EXERCISE DESCRIPTION: Nothing in the listing may be skipped; transcribe all of it as written.

DATA SHOWN:
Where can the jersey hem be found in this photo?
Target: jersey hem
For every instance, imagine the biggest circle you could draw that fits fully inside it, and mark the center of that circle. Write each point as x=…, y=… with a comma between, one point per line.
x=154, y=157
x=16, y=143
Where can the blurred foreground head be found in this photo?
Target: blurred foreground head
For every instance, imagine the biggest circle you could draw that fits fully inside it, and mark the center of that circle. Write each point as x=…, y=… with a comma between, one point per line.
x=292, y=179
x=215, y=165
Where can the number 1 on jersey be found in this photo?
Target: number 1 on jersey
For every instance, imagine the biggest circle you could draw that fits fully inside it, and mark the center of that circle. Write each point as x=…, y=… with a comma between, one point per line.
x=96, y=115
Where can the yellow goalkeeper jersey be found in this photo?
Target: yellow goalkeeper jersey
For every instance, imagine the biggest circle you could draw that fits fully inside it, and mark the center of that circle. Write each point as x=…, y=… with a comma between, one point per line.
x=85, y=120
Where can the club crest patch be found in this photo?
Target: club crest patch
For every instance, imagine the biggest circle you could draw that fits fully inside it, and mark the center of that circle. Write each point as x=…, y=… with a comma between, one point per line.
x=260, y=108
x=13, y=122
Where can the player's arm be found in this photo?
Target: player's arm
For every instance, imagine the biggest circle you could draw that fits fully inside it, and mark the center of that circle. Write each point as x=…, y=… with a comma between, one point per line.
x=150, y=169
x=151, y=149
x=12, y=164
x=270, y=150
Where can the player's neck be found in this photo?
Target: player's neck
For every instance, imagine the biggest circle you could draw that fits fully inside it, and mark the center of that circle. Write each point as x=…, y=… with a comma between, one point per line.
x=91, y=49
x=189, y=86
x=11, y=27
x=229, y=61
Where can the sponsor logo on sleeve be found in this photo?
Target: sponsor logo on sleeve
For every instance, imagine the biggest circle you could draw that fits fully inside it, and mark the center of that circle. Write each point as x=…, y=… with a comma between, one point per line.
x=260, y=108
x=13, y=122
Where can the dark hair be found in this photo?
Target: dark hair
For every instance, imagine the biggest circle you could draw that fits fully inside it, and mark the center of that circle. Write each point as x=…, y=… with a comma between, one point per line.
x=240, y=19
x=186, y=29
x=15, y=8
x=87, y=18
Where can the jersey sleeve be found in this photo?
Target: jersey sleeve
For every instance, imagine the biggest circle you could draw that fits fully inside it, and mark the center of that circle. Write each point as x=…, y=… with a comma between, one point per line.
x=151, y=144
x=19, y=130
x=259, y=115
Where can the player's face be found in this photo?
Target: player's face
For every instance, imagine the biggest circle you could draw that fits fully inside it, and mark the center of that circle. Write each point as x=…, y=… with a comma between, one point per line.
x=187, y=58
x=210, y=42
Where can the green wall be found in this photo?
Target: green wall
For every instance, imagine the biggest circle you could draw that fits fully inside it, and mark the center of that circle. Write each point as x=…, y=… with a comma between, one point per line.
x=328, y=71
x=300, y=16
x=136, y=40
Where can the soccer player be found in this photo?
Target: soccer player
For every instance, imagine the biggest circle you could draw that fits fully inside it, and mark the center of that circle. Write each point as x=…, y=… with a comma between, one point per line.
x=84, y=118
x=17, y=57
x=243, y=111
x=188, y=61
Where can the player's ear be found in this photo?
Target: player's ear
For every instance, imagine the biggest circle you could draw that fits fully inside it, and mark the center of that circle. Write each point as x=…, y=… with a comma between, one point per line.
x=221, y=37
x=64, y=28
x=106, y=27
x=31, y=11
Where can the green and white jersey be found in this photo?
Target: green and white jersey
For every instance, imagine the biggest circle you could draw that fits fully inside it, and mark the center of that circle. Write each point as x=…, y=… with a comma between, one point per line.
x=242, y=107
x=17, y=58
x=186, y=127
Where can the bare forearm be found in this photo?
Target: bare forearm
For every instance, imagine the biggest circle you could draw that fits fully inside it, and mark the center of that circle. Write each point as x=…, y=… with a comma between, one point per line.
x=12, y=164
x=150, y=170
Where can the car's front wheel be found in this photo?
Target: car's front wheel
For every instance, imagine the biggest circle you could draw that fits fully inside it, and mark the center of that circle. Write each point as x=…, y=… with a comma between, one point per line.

SOLUTION BELOW:
Where can the jersey hem be found in this photo?
Target: jersey hem
For every instance, imagine the biggest circle you could draw that fits fully inside it, and mark the center of that circle. Write each point as x=…, y=… with a comma between, one point per line.
x=154, y=157
x=16, y=143
Where can the blurred foreground head be found in this photo?
Target: blurred foreground head
For every instance, imagine the biggest circle you could draw that fits fully inside it, and mark the center of that circle. Write each point as x=…, y=… with a comma between, one point per line.
x=292, y=179
x=215, y=165
Where can the number 1 on jersey be found in this photo?
Target: number 1 on jersey
For every instance, imagine the biggest circle you could draw that fits fully inside it, and mark the center of that circle. Write each point as x=…, y=… with a comma between, one point per line.
x=96, y=115
Where can the yellow goalkeeper jersey be found in this photo?
Target: yellow goalkeeper jersey
For every instance, imagine the biggest circle you could draw that fits fully inside it, and mark the center of that circle. Write each point as x=…, y=… with a comma between, one point per line.
x=85, y=120
Where can the club crest patch be found in this photo?
Target: club crest patch
For every instance, imagine the biggest circle you could draw that fits fully inside it, and mark the center of that circle. Write each point as x=…, y=… with a comma between, one point per line.
x=260, y=108
x=13, y=122
Where can the player's arm be found in this photo?
Target: player's arm
For every instance, imagine the biggest circle you could draw that fits fully inside it, and mark the center of that circle. Write each point as x=…, y=… with a comma between, one point per line.
x=150, y=169
x=151, y=149
x=12, y=164
x=270, y=150
Where can the player's neck be found in this photo?
Target: player's neck
For every instance, imagine the biggest circle you could draw that fits fully inside it, and mark the center of that circle. Write each point as x=…, y=… with a comma between, one point per line.
x=91, y=49
x=189, y=86
x=11, y=27
x=229, y=61
Where can the sponsor logo on sleeve be found in this photo?
Target: sponsor logo on sleeve
For every instance, imagine the biggest circle you could draw that fits fully inside it, and mark the center of that circle. Write each point as x=…, y=… with a comma between, one point per line.
x=260, y=108
x=13, y=122
Where can the dark hair be found in this photo?
Target: dark hair
For every instance, imagine the biggest circle you could draw that fits fully inside it, and mark the center of that circle. Write each point as x=…, y=… with a comma between, one point per line.
x=240, y=19
x=186, y=29
x=15, y=8
x=87, y=18
Where can the jersey sleeve be found in this photo?
Target: jersey sleeve
For every instance, imagine the biggest circle you could draw that fits fully inside it, and mark the center of that circle. Write each point as x=…, y=… with a comma between, one point per line.
x=151, y=144
x=19, y=130
x=259, y=115
Where can the player's face be found in this photo?
Target: player's face
For every instance, imagine the biggest circle you could draw that fits fully inside it, and mark the center of that circle. Write each point as x=…, y=… with a comma between, one point per line.
x=187, y=58
x=210, y=42
Where can the green wall be found in this photo?
Target: green wall
For every instance, imagine the biggest circle you could draw that fits fully inside it, and mark the center of that circle. Write each point as x=…, y=… with a comma between, one point per line.
x=328, y=71
x=300, y=16
x=136, y=40
Where can the soccer player be found in this photo?
Target: soccer player
For every instance, imagine the biggest circle you could draw that fits fully inside it, and mark the center of that circle. Write each point as x=…, y=… with a comma between, one point per line.
x=84, y=118
x=17, y=57
x=243, y=111
x=188, y=61
Where can the player's ear be found in this photo?
Target: player's ear
For every instance, imagine the biggest circle you could draw that fits fully inside it, and mark the center of that circle. Write each point as x=…, y=… with a comma between, one point per line.
x=221, y=37
x=64, y=28
x=106, y=27
x=31, y=11
Where can the green and white jersey be found in this photo?
Target: green and white jersey
For every instance, imagine the biggest circle you could draw that fits fully inside it, and mark the center of that circle. Write each point as x=…, y=… with a comma between, one point per line.
x=242, y=107
x=17, y=58
x=186, y=127
Where can the bare forearm be found in this photo?
Target: bare forearm
For every instance, imagine the biggest circle you could draw that fits fully inside it, and mark the center of that circle. Write each point as x=…, y=… with a comma between, one point per line.
x=12, y=164
x=150, y=170
Where can the car's front wheel be found in this photo?
Target: car's front wheel
For every instance, imagine the biggest circle you could draw that fits fully inside it, and mark the center of that circle. Write each point as x=…, y=… with a comma between, one point per line.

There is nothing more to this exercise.